→ Direction
Extract every row below and reproduce each of its lines verbatim, changing nothing.

→ Records shown
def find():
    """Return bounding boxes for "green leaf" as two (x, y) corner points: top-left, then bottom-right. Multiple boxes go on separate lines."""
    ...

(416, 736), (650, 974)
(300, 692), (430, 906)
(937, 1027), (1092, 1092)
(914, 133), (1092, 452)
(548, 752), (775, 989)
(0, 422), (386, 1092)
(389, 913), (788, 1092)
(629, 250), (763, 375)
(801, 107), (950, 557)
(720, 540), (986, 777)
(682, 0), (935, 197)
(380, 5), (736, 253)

→ Solved problem
def find():
    """Return bounding boxes for "green leaf" as two (x, y) corner points: top-left, then bottom-right. Multiple boxes go on separate lines."""
    ...

(416, 736), (650, 974)
(300, 692), (430, 906)
(937, 1027), (1092, 1092)
(914, 133), (1092, 452)
(548, 752), (775, 989)
(0, 422), (386, 1092)
(389, 913), (788, 1092)
(629, 250), (763, 375)
(801, 107), (950, 557)
(720, 540), (986, 777)
(682, 0), (935, 197)
(380, 5), (736, 253)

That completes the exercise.